Aufgaben:
1. Stimmen die folgenden Aussagen mit dem Text über Software-Reviews überein? Antworte jeweils mit Ja oder Nein und zitiere die entscheidenden Worte des Textes wörtlich.
(a) Der Autor hat Reviews mit einem Aufwand zwischen zwei und 60 Personentagen durchgeführt.
(b) In zwei bis vier Personentagen sehen Teams bei einem Review viel Code.
(c) Die Inspektionskosten beim PKW liegen bei etwa fünf Prozent des Kaufpreises pro Jahr.
2. Schreibe aus dem Text über Software-Reviews den Abschnitt von „Aufwand oder Dauer“ bis „Kaufpreises pro Jahr.“ wortgetreu ab.

── Vorliegender Text

The Art of Software Reviews: Probleme und Risiken zielsicher identifizieren

Seite 2: Wie lange?

Inhaltsverzeichnis

Aufwand oder Dauer eines Reviews hängen primär von den Zielen, dem Scope und der Größe des betrachteten Systems ab. Der Autor hat Reviews zwischen zwei und 60 Personentagen (kurz: PT) durchgeführt. In zwei bis vier PT können Teams einen Überblick gewinnen und eine Art "Bericht zur Lage der Nation" abgeben, ohne dabei viel Code zu sehen. Für große Systeme inklusive Betrachtung von Quellcode sowie organisatorischen Aspekten steigt der Aufwand für Reviews entsprechend an. Im Rahmen von 10 bis15 PT lassen sich schon recht viele Aspekte beleuchten und eine Menge Interviews führen. Falls sich das nach viel Aufwand anhört: Für Systeme mit 10 Personenjahren Entwicklungsaufwand (also ca. 2300 PT) bedeuten 10 PT ja gerade mal 0,4 Prozent des Gesamtaufwandes. Im Vergleich: Inspektionskosten beim PKW liegen bei knapp einem Prozent des Kaufpreises pro Jahr.

────
── Einträge

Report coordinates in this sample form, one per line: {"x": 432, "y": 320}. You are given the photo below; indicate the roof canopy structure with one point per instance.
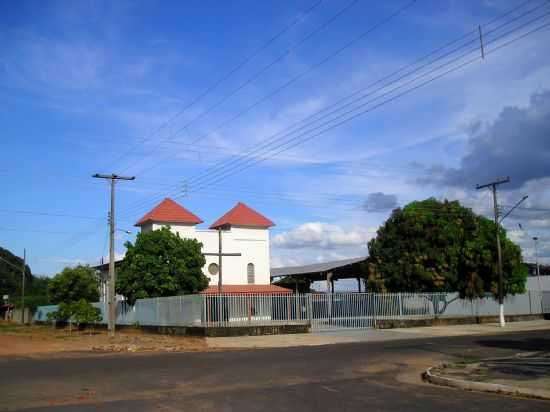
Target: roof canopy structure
{"x": 169, "y": 211}
{"x": 340, "y": 269}
{"x": 242, "y": 215}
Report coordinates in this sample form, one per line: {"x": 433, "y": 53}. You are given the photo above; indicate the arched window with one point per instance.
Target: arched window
{"x": 250, "y": 273}
{"x": 213, "y": 268}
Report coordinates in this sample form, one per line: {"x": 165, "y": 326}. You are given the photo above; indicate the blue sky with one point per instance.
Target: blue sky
{"x": 168, "y": 91}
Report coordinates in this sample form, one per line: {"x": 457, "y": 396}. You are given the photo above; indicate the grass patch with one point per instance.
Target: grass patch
{"x": 7, "y": 327}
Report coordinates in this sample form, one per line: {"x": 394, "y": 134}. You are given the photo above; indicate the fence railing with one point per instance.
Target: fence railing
{"x": 321, "y": 310}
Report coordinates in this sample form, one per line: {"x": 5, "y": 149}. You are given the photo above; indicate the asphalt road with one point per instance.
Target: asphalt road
{"x": 379, "y": 376}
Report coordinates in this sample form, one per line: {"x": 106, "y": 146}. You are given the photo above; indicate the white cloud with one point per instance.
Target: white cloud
{"x": 320, "y": 235}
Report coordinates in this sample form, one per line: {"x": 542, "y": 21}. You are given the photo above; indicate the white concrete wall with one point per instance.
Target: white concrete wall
{"x": 533, "y": 283}
{"x": 252, "y": 243}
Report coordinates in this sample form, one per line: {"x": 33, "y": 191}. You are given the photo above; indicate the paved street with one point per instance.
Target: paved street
{"x": 377, "y": 376}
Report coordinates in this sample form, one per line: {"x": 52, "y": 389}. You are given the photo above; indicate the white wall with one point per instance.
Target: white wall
{"x": 533, "y": 284}
{"x": 252, "y": 243}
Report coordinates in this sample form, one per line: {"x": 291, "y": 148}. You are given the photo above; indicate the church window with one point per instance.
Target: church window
{"x": 250, "y": 273}
{"x": 213, "y": 268}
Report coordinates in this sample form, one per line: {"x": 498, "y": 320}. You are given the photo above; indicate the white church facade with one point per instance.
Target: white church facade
{"x": 244, "y": 241}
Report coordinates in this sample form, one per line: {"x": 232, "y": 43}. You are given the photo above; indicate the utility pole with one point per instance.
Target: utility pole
{"x": 535, "y": 239}
{"x": 23, "y": 286}
{"x": 112, "y": 276}
{"x": 493, "y": 186}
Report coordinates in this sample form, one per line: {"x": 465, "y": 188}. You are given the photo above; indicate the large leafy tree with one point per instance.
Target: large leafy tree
{"x": 74, "y": 284}
{"x": 10, "y": 274}
{"x": 160, "y": 263}
{"x": 433, "y": 246}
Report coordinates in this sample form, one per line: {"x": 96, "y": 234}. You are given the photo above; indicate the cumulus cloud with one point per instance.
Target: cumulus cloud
{"x": 380, "y": 202}
{"x": 320, "y": 236}
{"x": 516, "y": 144}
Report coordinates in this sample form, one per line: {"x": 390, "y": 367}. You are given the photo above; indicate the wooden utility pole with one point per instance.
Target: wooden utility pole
{"x": 112, "y": 275}
{"x": 493, "y": 186}
{"x": 23, "y": 286}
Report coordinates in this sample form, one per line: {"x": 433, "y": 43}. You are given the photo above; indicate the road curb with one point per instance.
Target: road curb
{"x": 431, "y": 377}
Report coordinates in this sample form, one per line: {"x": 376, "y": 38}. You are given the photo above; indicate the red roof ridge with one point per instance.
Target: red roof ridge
{"x": 247, "y": 289}
{"x": 242, "y": 215}
{"x": 169, "y": 211}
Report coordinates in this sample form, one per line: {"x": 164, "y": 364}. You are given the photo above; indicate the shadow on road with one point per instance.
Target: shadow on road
{"x": 527, "y": 345}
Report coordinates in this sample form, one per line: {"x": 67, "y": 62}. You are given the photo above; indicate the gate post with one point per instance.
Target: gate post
{"x": 309, "y": 308}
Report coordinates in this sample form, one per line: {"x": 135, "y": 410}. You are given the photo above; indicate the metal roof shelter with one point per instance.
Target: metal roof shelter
{"x": 328, "y": 271}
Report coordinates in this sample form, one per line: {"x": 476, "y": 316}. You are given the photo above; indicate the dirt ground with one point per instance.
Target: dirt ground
{"x": 18, "y": 340}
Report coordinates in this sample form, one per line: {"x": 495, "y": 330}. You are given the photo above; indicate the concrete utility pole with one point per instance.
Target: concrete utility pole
{"x": 535, "y": 239}
{"x": 112, "y": 276}
{"x": 23, "y": 286}
{"x": 493, "y": 186}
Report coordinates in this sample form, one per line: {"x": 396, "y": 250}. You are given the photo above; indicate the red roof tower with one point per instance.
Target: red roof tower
{"x": 169, "y": 211}
{"x": 242, "y": 215}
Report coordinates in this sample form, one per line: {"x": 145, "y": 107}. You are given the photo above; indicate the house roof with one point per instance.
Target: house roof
{"x": 242, "y": 215}
{"x": 169, "y": 211}
{"x": 247, "y": 290}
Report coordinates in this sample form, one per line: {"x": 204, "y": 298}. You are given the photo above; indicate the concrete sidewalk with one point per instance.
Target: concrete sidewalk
{"x": 371, "y": 335}
{"x": 525, "y": 374}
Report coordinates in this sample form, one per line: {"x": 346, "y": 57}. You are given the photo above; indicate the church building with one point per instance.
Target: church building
{"x": 241, "y": 236}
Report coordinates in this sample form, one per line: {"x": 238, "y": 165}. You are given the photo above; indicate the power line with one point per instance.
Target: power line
{"x": 285, "y": 146}
{"x": 291, "y": 81}
{"x": 354, "y": 115}
{"x": 340, "y": 116}
{"x": 269, "y": 141}
{"x": 225, "y": 77}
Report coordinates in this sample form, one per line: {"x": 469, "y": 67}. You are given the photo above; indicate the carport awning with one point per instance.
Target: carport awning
{"x": 342, "y": 269}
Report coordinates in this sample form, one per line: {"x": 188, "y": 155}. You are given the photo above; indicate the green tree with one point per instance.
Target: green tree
{"x": 10, "y": 275}
{"x": 73, "y": 284}
{"x": 81, "y": 312}
{"x": 160, "y": 263}
{"x": 432, "y": 246}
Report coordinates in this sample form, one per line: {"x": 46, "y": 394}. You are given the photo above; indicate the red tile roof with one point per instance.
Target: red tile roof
{"x": 247, "y": 290}
{"x": 242, "y": 215}
{"x": 169, "y": 211}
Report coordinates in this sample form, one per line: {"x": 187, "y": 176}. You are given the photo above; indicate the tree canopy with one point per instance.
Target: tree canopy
{"x": 74, "y": 284}
{"x": 10, "y": 274}
{"x": 433, "y": 246}
{"x": 160, "y": 263}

────

Lösungen:
1.
(a) Ja: „Der Autor hat Reviews zwischen zwei und 60 Personentagen (kurz: PT) durchgeführt.“
(b) Nein: „ohne dabei viel Code zu sehen“
(c) Nein: „Inspektionskosten beim PKW liegen bei knapp einem Prozent des Kaufpreises pro Jahr.“

2.
Aufwand oder Dauer eines Reviews hängen primär von den Zielen, dem Scope und der Größe des betrachteten Systems ab. Der Autor hat Reviews zwischen zwei und 60 Personentagen (kurz: PT) durchgeführt. In zwei bis vier PT können Teams einen Überblick gewinnen und eine Art "Bericht zur Lage der Nation" abgeben, ohne dabei viel Code zu sehen. Für große Systeme inklusive Betrachtung von Quellcode sowie organisatorischen Aspekten steigt der Aufwand für Reviews entsprechend an. Im Rahmen von 10 bis15 PT lassen sich schon recht viele Aspekte beleuchten und eine Menge Interviews führen. Falls sich das nach viel Aufwand anhört: Für Systeme mit 10 Personenjahren Entwicklungsaufwand (also ca. 2300 PT) bedeuten 10 PT ja gerade mal 0,4 Prozent des Gesamtaufwandes. Im Vergleich: Inspektionskosten beim PKW liegen bei knapp einem Prozent des Kaufpreises pro Jahr.